WHAT THE TASK REQUIRES: Rewrite the material below, changing "Set one point per instance" to "Mark each instance with a single point" everywhere it occurs and keeping everything else the same.

— Start RECORDS PROVIDED —

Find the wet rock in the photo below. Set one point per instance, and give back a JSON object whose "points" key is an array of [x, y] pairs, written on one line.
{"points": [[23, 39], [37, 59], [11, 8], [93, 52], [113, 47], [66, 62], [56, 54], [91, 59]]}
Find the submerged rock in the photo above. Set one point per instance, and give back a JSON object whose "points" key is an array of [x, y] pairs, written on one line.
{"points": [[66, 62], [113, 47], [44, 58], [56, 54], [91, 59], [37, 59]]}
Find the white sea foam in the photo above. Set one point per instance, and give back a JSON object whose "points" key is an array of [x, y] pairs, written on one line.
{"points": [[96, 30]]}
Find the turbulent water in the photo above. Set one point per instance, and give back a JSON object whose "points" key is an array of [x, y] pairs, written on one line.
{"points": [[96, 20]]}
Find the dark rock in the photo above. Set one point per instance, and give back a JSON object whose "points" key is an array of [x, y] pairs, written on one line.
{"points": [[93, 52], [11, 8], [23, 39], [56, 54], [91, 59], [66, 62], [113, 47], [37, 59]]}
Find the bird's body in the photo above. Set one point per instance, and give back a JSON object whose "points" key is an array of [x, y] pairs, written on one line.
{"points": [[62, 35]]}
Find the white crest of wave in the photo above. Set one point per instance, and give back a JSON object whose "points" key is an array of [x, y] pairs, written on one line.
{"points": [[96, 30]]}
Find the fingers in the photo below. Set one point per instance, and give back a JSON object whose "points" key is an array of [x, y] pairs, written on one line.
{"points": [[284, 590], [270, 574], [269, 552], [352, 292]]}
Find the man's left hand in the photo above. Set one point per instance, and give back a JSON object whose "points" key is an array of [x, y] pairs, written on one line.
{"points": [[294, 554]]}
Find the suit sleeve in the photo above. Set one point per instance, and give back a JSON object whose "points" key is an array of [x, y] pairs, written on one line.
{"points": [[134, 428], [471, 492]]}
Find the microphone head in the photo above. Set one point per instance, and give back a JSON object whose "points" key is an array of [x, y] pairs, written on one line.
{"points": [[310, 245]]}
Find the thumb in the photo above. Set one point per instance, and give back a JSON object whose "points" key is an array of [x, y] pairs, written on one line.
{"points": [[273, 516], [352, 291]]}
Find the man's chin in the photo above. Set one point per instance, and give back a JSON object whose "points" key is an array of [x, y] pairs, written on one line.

— End RECORDS PROVIDED —

OUTPUT OF THE EXERCISE:
Find the wet rock in the photo below. Mark each instance with a single point, and give back a JSON object whose "points" key is an array of [x, y] pairs, written on one line.
{"points": [[23, 39], [37, 59], [11, 8], [93, 52], [113, 47], [66, 62], [56, 54], [91, 59]]}
Find the submerged rock in the photo above. Mark each instance with a single point, and give back a JSON object whose "points" key is an array of [x, y] pairs, written on one line.
{"points": [[66, 62], [113, 47], [44, 58], [56, 54], [91, 59], [37, 59]]}
Find the white sea foam in the photo above. Mark each instance with a single point, and give back a JSON object whose "points" key is an array of [x, y] pairs, written on one line.
{"points": [[96, 30]]}
Find the turbulent water in the photo above. Mark each instance with a single point, and give back a JSON object whose "points" key is an array of [x, y] pairs, written on one line.
{"points": [[96, 20]]}
Find the dark rock in the photo above. Mark each instance with a single point, and give back a JSON object whose "points" key is an array of [x, y] pairs, written on one line.
{"points": [[93, 52], [11, 8], [23, 39], [56, 54], [91, 59], [66, 62], [113, 47], [37, 59]]}
Find the bird's body in the photo above. Mark each instance with a single point, and give back a JSON object whose "points" key is an array of [x, y] pairs, written on one line.
{"points": [[62, 35]]}
Find the white crest of wave in the photo above. Mark each instance with a single point, and give back a JSON object whose "points" key is an array of [x, y] pairs, written on one line.
{"points": [[96, 30]]}
Find the fingers in the photo below. Mark each instance with a single point, and give back a JSON object whose "points" key is an array of [x, y] pairs, written on one line.
{"points": [[284, 590], [270, 574], [269, 552], [352, 292]]}
Find the man's left hand in the photo above. Mark each instance with a single point, and give back a JSON object whose "points" key is an array of [x, y] pairs, written on one line.
{"points": [[294, 554]]}
Find the suit sleeve in the photo above. Mark each instance with a single point, and give back a JSON object whose "points" key is an array of [x, y] pairs, written on one line.
{"points": [[134, 428], [471, 492]]}
Find the microphone head in the photo above. Mark each instance with a single point, and give back a JSON object whose "points" key is an array of [x, y] pairs, written on one line.
{"points": [[310, 245]]}
Find the thumb in the photo above. Mark each instance with a single point, and give back a JSON object whose "points" key is an array of [x, y] pairs, written on one line.
{"points": [[273, 516], [352, 291]]}
Find the man's chin in the photo above. Mark each instance with a single point, and give back a JSON object whose "points" key is an array of [x, y] pairs, written on one line.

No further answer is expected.